● CONSIGNE 1:
Indiquez si chacun des énoncés suivants concorde avec l’article sur l’usine Kerry de Sainte-Claire, en répondant oui ou non et en citant mot pour mot les termes de l’article qui tranchent : (a) la ligne de produit sera déménagée à Savannah, en Georgie ; (b) l’usine a dû demander de l’eau à la municipalité de Saint-Anselme ; (c) André Amyot est le directeur de l’usine de Sainte-Claire.
● CONSIGNE 2:
Selon l’article sur l’usine Kerry de Sainte-Claire, à quel moment la ligne de produit sera-t-elle déménagée ?
● CONSIGNE 3:
Rédigez la suite de l’article sur l’usine Kerry de Sainte-Claire, en reprenant juste après sa dernière phrase.

● TEXTE AFFICHÉ:
Sainte-Claire: Kerry perd une ligne de produits

ENTREPRISE. La difficulté d’obtenir de l’eau en quantité suffisante a un impact négatif chez Kerry de Sainte-Claire, alors qu’une ligne de produit sera déménagée à Savannah en Georgie à la fin de l’année.

Le directeur de la production pour l’Amérique, André Amyot, confirme que les retards dans l’évolution du dossier de l’eau sont en cause. «Il faut ajouter le fait qu’on a s’est fait couper à quelques reprises dans les dernières semaines, alors cette insécurité a amené la direction à faire ce choix.»

Jimmy Chabot, directeur de l’usine

Directeur de l’usine de Sainte-Claire, Jimmy Chabot, évoque aussi des défis à l’interne pour expliquer la chose. «Dans le dernier mois, nous avons eu des difficultés à avoir de l’eau en quantité suffisante et ça nous a forcé de demander de l’eau à une municipalité voisine (Saint-Anselme) pour être opérationnel à un certain pourcentage. Un autre défi avec lequel on doit composer est celui des vacances et un certain nombre d’absentéisme, possiblement dû au beau temps et à l’intensité des derniers mois.»

● DONNÉES AFFICHÉES:
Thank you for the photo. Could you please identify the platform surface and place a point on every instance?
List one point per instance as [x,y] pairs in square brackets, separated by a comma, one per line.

● RÉPONSE 1:
(a) Oui : « une ligne de produit sera déménagée à Savannah en Georgie à la fin de l’année ».
(b) Oui : « ça nous a forcé de demander de l’eau à une municipalité voisine (Saint-Anselme) ».
(c) Non : « Le directeur de la production pour l’Amérique, André Amyot » ; le directeur de l’usine est Jimmy Chabot : « Directeur de l’usine de Sainte-Claire, Jimmy Chabot ».

● RÉPONSE 2:
À la fin de l’année.

● RÉPONSE 3:
Il évalue la perte de production à environ 8 % de la capacité de l’usine. «Cela nous empêche d’optimiser une ligne de production, alors que l’objectif est de l’opérer le plus possible», précise M. Chabot, ajoutant qu’il n’y aura pas de perte d’emplois pour le moment, sauf que le recrutement sera moins nécessaire.

L’enjeu, l’eau

Les canicules des dernières semaines, jumelées à la rareté de l’eau potable sont un casse-tête autant pour la municipalité que chez Kerry, puisque l’eau est la matière première de l’entreprise, rappelle M. Chabot. «Nos besoins se situent généralement à 1 350 mètres-cubes d’eau, sauf que nous ne pouvons entrer de nouveaux volumes et optimiser davantage nos installations. Après les épisodes de mai, on nous a demandé de baisser notre demande d’eau à 1 200 mètres-cubes, sauf que notre volume ne baisse pas. On nous invite maintenant à essayer de maintenir nos volumes à 1 100 mètres-cubes. Si on doit baisser chaque fois qu’on se parle, ça ne fonctionne plus.»

Denise Dulac est mairesse de Sainte-Claire.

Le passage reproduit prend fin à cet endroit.